ENTRIES SUPPLIED
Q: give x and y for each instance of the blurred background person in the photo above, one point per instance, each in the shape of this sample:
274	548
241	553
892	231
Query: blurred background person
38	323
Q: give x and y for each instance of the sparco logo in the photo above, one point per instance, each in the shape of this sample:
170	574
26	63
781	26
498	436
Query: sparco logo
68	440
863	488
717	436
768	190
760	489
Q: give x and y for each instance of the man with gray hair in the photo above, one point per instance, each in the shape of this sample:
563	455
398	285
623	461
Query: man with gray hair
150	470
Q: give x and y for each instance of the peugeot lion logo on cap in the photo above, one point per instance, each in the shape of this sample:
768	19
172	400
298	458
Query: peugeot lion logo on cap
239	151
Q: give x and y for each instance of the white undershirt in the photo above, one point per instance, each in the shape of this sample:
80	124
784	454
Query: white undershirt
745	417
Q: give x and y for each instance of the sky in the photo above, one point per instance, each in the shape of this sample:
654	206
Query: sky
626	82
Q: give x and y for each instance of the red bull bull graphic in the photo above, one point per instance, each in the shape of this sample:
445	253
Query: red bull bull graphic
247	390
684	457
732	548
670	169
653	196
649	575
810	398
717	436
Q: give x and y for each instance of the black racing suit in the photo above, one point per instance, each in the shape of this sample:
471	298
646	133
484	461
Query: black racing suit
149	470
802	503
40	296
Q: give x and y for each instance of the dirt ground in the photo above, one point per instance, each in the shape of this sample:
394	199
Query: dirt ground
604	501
* * *
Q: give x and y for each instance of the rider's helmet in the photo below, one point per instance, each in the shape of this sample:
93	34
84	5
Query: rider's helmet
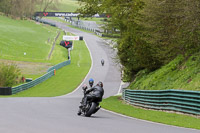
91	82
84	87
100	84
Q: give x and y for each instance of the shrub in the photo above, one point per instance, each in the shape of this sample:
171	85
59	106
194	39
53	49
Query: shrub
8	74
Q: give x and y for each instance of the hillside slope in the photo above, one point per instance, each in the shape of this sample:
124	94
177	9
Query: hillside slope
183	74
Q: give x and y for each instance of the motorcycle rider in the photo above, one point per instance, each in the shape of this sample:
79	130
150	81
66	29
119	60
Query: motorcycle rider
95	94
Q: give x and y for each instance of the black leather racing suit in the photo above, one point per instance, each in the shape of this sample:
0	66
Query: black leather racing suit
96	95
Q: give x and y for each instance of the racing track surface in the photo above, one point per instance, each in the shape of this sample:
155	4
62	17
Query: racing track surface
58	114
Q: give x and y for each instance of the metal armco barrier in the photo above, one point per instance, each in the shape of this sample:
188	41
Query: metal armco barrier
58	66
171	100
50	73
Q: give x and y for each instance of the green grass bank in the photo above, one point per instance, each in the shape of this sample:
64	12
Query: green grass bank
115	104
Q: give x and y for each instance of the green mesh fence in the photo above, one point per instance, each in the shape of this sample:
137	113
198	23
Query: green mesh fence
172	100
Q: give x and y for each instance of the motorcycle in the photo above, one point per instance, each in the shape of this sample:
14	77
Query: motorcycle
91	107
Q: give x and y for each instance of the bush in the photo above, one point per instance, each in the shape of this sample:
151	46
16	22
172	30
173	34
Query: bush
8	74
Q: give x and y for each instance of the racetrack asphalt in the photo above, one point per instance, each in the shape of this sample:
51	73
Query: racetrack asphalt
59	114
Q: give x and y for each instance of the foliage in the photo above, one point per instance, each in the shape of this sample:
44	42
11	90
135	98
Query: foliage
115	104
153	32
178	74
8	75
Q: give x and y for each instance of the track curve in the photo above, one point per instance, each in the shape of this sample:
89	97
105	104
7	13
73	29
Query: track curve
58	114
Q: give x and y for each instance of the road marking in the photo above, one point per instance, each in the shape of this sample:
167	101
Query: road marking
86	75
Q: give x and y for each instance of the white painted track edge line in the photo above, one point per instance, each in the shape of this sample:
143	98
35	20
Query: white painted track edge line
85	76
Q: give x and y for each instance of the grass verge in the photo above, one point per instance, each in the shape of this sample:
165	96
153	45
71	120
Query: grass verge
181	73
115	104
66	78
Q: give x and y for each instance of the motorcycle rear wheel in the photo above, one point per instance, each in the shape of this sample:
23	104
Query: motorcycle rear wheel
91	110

WHAT THE TASK REQUIRES
Pull out every line of the data above that contains the string "black". Only matches with the same letter case count.

ANSWER BELOW
Q: give x and y for each instance of the black racing suit in the photo above, one point per instance, each in the shape of this sample:
Query: black racing suit
Q: give x and y for each instance of the black leather racing suit in the photo above, one point per instance, each in the shape of this sample:
Query: black leather racing suit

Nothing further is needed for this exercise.